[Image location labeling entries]
__________

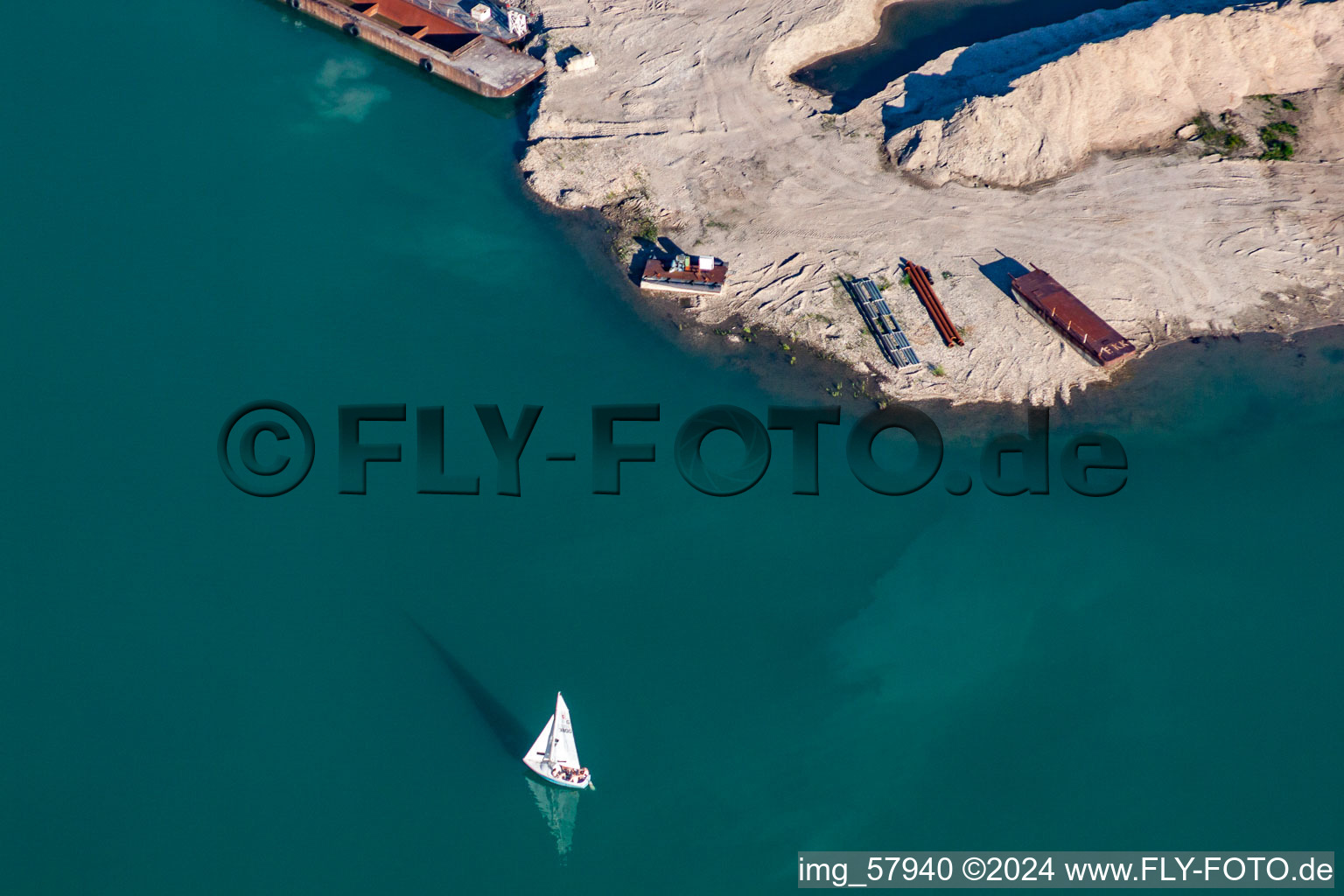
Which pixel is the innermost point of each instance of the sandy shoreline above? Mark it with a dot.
(699, 133)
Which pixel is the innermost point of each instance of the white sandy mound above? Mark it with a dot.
(1125, 93)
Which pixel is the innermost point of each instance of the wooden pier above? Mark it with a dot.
(922, 284)
(885, 328)
(479, 63)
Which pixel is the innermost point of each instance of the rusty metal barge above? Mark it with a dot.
(468, 47)
(686, 274)
(922, 284)
(1080, 326)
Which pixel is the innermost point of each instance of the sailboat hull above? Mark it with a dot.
(559, 782)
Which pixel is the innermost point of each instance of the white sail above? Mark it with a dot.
(541, 747)
(562, 750)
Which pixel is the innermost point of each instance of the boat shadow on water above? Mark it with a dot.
(558, 806)
(508, 731)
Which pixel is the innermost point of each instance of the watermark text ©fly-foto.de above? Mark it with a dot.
(1092, 464)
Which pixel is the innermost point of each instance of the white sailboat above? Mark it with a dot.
(554, 755)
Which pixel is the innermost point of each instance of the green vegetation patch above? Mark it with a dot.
(1277, 150)
(1221, 138)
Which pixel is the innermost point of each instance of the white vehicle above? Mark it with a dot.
(554, 755)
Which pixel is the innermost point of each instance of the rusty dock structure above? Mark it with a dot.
(922, 284)
(885, 328)
(471, 49)
(1042, 296)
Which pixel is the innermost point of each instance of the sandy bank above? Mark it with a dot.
(690, 127)
(1132, 89)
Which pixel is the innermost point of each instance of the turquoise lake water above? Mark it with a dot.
(205, 692)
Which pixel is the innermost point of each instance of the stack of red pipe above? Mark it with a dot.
(924, 289)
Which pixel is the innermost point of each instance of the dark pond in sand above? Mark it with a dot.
(915, 32)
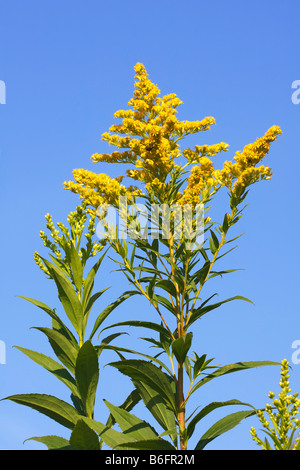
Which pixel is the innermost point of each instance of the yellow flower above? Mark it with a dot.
(148, 138)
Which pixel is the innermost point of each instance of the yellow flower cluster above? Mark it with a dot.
(200, 151)
(284, 420)
(200, 182)
(242, 172)
(148, 136)
(98, 189)
(147, 139)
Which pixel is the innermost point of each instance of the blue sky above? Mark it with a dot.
(68, 66)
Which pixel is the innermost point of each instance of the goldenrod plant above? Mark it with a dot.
(282, 424)
(169, 264)
(76, 364)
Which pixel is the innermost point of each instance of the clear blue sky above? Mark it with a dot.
(68, 66)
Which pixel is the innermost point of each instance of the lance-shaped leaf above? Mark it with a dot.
(148, 373)
(229, 368)
(157, 407)
(199, 312)
(87, 376)
(143, 324)
(151, 444)
(130, 424)
(56, 409)
(220, 427)
(208, 409)
(83, 437)
(52, 366)
(67, 296)
(63, 328)
(110, 437)
(104, 314)
(52, 442)
(129, 403)
(76, 265)
(89, 282)
(181, 346)
(64, 349)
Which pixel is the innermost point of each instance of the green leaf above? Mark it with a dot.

__________

Copy the data character for character, but drop all pictures from the copy.

Which pixel is the innermost point of each instance of the sandy shoreline above? Mark it with a dot.
(699, 133)
Which pixel is the innermost point of each instance of the white sandy mound above? Mark it with a dot.
(1125, 93)
Which pixel is the innermost point of each instance of the wooden pier above? Mark it with a dot.
(922, 284)
(885, 328)
(479, 63)
Which pixel is the innermost point of each instance of the rusty metal barge above? Mark it with a dot.
(468, 47)
(686, 274)
(922, 284)
(1080, 326)
Which pixel is the innermost point of each instance of the sailboat hull above? Mark it with a dot.
(559, 782)
Which pixel is the innermost point of each instance of the white sail above? Mark it with a dot.
(541, 747)
(562, 750)
Which pixel is the innermost point of each instance of the boat shadow on water above? Mark it with a dot.
(558, 806)
(508, 731)
Which pixel is the innermost point of each instance of the watermark text ©fly-foto.de above? Mark it with a dot.
(1092, 464)
Which pixel is the innermost point of each instance of the white sailboat above? Mark it with a dot.
(554, 755)
Which pixel is the innermost point of each instance of the green vegetation patch above? Mark it with a dot.
(1277, 150)
(1221, 138)
Which pixel is the innermost point of each instance of the white vehicle above? Mark it with a dot.
(554, 755)
Which pixel is the innermost point of each instance of the rusty dock structure above? Mark it with a dot.
(922, 284)
(885, 328)
(471, 49)
(1042, 296)
Which pixel is the innermost point of each instance of the sandy bank above? Mark it with a dot.
(690, 127)
(1132, 89)
Which pixel is the innermost point of each instance of the turquoise lake water above? Mark it with a dot.
(205, 692)
Which pixel is the innermost point of each instance of the stack of red pipe above? Mark it with a dot.
(924, 289)
Which pixel is the innermost point of each instance of the dark pond in sand above? Mark it with a dot.
(915, 32)
Which pixel is the innermost point of each instance of the yellow flower above? Mark it with a dot.
(148, 138)
Which pixel is the innermost point of each instance of the yellow flower cluster above? Mark it with a dot.
(200, 151)
(284, 420)
(200, 182)
(242, 172)
(148, 136)
(98, 189)
(147, 139)
Which pixel is the innermost point of each instance of the blue sky above? Mark it with a dot.
(68, 66)
Which pixel is the innermost point of each instance of the goldenrod plant above? Mark it with a dot.
(282, 424)
(169, 264)
(76, 364)
Which pixel is the innermost point of each instance of the clear blue sky above? Mark it with a dot.
(68, 66)
Which pixel is the innermost point of each instance of the lance-shaped leaf above? Mark it with a dot.
(148, 373)
(229, 368)
(157, 407)
(199, 312)
(87, 376)
(143, 324)
(151, 444)
(130, 424)
(56, 409)
(220, 427)
(208, 409)
(83, 437)
(52, 366)
(67, 296)
(63, 328)
(110, 437)
(104, 314)
(52, 442)
(129, 403)
(76, 265)
(89, 282)
(181, 346)
(64, 349)
Which pixel is the innermost point of each instance of the green leaf above? Mark it with a dot.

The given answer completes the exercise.